> _BLOK TEKSTU_:
::::::::::

Nie jest przy tym rolą obrońcy kwestionowanie pochodzenia obrażeń, skoro nie zrobił tego biegły z zakresu medycyny sądowej. To, że Z. C. zachowywał się „jak w amoku” nie wskazuje, z jaką siłą zadawał ciosy, dowolne jest więc twierdzenie, że obrażenia powinny być poważniejsze. Niezrozumiałym jest z kolei zarzut, że J. P. nie pamiętał wyglądu przedmiotu, wszak wskazał on, że wyglądał jak sztyl od łopaty.

::::::::::

> _FRAGMENT ŹRÓDŁOWY_:
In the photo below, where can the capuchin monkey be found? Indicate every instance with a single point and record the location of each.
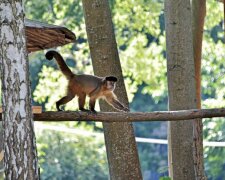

::::::::::

> _TREŚĆ ZADANIA_: Przepisz cały blok tekstu bez żadnych zmian, znak po znaku.

> _ROZWIĄZANE ZADANIE_:
Nie jest przy tym rolą obrońcy kwestionowanie pochodzenia obrażeń, skoro nie zrobił tego biegły z zakresu medycyny sądowej. To, że Z. C. zachowywał się „jak w amoku” nie wskazuje, z jaką siłą zadawał ciosy, dowolne jest więc twierdzenie, że obrażenia powinny być poważniejsze. Niezrozumiałym jest z kolei zarzut, że J. P. nie pamiętał wyglądu przedmiotu, wszak wskazał on, że wyglądał jak sztyl od łopaty.